# Start of EXCERPT TO READ

The specific ICP at TATVA was designed for only two months and only for the board going classes to do the following:

  • To enable the student to understand how the exam pattern would test them
  • To use their time wisely during examinations
  • To plan and launch a determined assault on all the topics systematically, to ensure that no stone remained unturned and nothing came as a surprise in the final exams.
  • A day schedule was designed something like a day in the life of the student for those two months.
  • Teachers follow up morning and evening on sticking to the plan and not deviate i.e. creating focus.
  • Enough time for breaks were incorporated to let children play and de-stress themselves, rejuvenate and galvanize themselves between focused sessions.

For this programme to work the teachers had to:

  1. believe that the programme would work
  2. have excellent content knowledge
  3. prepare, design and create assignments / question papers etc; which tested the child in all possible methods
  4. have the enthusiasm to go the extra mile
  5. be able to identify the specific topic wise focus for each child.

What I liked most about it was that mature adults designed the program and did not just tell students to study well. The ICP did not cause any stress as some people tend to think and advocate. (It definitely could lead to that if the teachers who implement it do not know how to go about it, though…)

It is my strong opinion that ICP helps the child gain confidence to appear for the ultimate test of skill and endurance. The knowledge was acquired throughout the year in a learning relaxed environment for 8 months. ICP turbo-charged the last two months for performance to scale the summit.

I also collected some thoughts of the students who successfully scaled the summit…

Sonakshi: “One of the most important aspects of board preparation is hard work, and I believe there is no substitute for this. I put in the required effort in the last two months before my board exams. The ICP programme at Tatva taught me how to study smart and earn my scores”

Vanshika: “My success motto is always to believe in myself, be focused and most importantly hard work in the right direction. The support provided by my teachers and parents has helped me. The Tatva ICP Programme has really helped me out in realizing my potential and to work on the important aspects and also the importance of perseverance and discipline in life.”

Jessica: “It is the relentless hardwork put in by my teachers and me in this journey that gave the wings to my success”

Jasnavi: “It is the confidence of my teachers in my ability, that helped me win. I just followed the instructions of the teachers blindly”

# End of EXCERPT TO READ

DIRECTIVE A
According to the text on TATVA's ICP, why were breaks built into the daily schedule?
DIRECTIVE B
Continue the text on TATVA's ICP from the point where it stops.

# Start of ITEMS

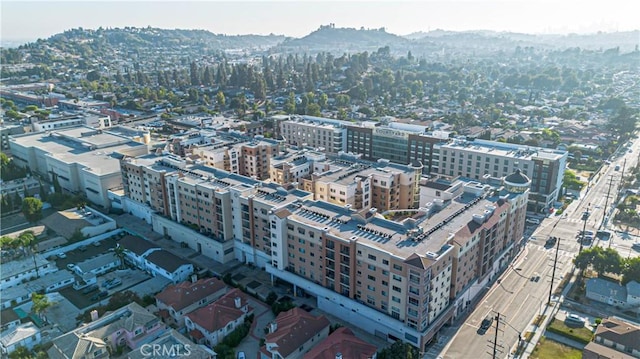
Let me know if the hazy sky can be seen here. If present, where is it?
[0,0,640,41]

# End of ITEMS
# Start of ITEMS

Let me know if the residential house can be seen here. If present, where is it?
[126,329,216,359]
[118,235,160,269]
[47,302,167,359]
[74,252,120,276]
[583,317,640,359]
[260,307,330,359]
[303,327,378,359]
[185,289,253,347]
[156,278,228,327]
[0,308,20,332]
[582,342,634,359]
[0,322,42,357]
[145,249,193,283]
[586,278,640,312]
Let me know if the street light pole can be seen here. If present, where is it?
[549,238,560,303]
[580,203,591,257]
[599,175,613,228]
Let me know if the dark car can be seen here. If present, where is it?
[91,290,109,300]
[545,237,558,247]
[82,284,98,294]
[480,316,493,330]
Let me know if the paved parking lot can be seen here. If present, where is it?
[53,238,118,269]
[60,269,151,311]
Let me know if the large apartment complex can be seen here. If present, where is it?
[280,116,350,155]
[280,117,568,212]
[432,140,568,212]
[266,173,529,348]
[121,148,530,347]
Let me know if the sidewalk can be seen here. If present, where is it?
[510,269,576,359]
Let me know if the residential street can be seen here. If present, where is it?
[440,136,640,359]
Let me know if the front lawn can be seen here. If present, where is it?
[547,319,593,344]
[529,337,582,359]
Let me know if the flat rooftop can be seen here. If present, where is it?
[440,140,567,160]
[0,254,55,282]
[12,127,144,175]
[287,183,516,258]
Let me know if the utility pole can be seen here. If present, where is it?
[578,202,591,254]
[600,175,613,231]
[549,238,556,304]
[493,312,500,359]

# End of ITEMS

WRITTEN REPLY A
Breaks were included so the children could play and de-stress, and rejuvenate and galvanize themselves between focused sessions.

WRITTEN REPLY B
Yes….Teachers can make a difference!!!!

Pavani Dokka

Teacher of Grade X- English

Tatva Global School

 

 

21 Responses to “Tatva’s Talisman – ICP”

  1.  Archana Gaba

    Truely said and beautifully expressed.We really need to document our efforts and innovations so that others can learn from our experiences.Congrats and kudos Pavani.

     
  2. Good to know that Tatva has a Tatva for success.
    All the best

     
  3.  Harika

    Congratulations ma’am
    Super

     
  4.  D Chandrima

    Can’t agree more about the importance of coaching where continuing to learn is the constant thing at every stages in life. keep up the excellent work Tatva Global teachers and management.

    Teachers can make a difference is an understatement. A more apt of saying is that Teachers can make a transformation. Pavani you are already doing it.

    My best wishes.

     
  5. Viswanath Sivaswamy

    Congratulations to you and the team of teachers…

     
  6.  Anuradha Sundar

    Congratulations to you and your team of teachers Pavani !!

  7.  Reeya

    Congratulations Ma’am❤️

     
     Reeya
  8. Congratulations Ma’am. ❤️

  9.  Reeya

    You are doing a great job, Ma’am❤️

  10.  Reeya Agarwal

    Congratulations Ma’am❤️

     
  11.  Henry Jacob Rosario

    A great job executed to perfection. Your dedicated efforts paid off. Congratulations to everyone who made this possible.

  12. How can make a huge difference in the lives of students. It is indeed a pleasure to see you writing so well . You have a flair for it. god bless you.

     
  13.  Shobha

    Wow…great to hear about the efforts put by educators and the school …👏🏻👏🏻👏🏻

     
  14.  Nidhi

    A dream does not become a reality by magic… it is the sweat, determination and hard work that realises it.

    Kudos to the children I believing in their teachers and teachers in believing in their students – it’s the partnership that has made the dreams come true!!

    Congratulations to each and everyone !!!

     
  15.  Sahitya

    It shows that a proper plan and hard work always lead us towards success. Great team work. Congratulations ma’am.

     
  16.  Priya

    Congratulations ma’am.

     
  17.  Pranav

    Very nice article, ma’am

     
  18.  Keerthana Alladi

    Having written the Board exams myself, I know the importance of last two months in the exam preparation. Hard work and dedication are the key. But getting the right support and direction from the teachers is icing on the cake. Congratulations Pavani ma’am, you’re doing an amazing job 🤩

     
  19.  Keerthana Alladi

    Having written the Board exams myself, I know the importance of last two months of preparation. Hard work and dedication are the key. But getting the right support and direction from the teachers is icing on the cake. Congratulations Pavani ma’am you’re doing an amazing job 🤩

     
  20.  Neha Peter

    Beautifully penned article. I know for a fact that the reason I was able to do well in my board exams was because of my teachers; and the reason I love English literature is because of the impact you had on me.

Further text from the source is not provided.